**Task details**
Show each line of the data below that has the string "When" in it.

+---+

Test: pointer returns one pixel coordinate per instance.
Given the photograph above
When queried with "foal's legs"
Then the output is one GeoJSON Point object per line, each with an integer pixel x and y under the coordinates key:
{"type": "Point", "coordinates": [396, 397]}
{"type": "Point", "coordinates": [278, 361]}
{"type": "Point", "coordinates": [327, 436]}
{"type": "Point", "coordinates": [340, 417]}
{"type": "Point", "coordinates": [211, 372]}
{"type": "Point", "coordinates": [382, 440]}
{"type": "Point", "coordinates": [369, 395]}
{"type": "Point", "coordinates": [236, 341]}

+---+

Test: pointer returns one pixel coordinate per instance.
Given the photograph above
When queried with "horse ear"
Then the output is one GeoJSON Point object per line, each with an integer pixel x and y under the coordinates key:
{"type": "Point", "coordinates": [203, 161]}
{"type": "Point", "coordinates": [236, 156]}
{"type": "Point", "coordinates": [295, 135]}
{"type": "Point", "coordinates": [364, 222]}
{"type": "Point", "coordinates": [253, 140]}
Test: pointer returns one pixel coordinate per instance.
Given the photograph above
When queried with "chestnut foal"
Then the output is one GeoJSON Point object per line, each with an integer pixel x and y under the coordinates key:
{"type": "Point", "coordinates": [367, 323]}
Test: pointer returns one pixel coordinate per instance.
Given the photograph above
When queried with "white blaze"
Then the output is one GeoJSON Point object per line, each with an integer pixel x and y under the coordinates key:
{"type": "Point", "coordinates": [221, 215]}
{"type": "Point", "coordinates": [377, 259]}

+---+

**Exercise answer**
When queried with "foal's legs"
When queried with "horse ear"
When queried with "chestnut foal"
When queried with "white blaze"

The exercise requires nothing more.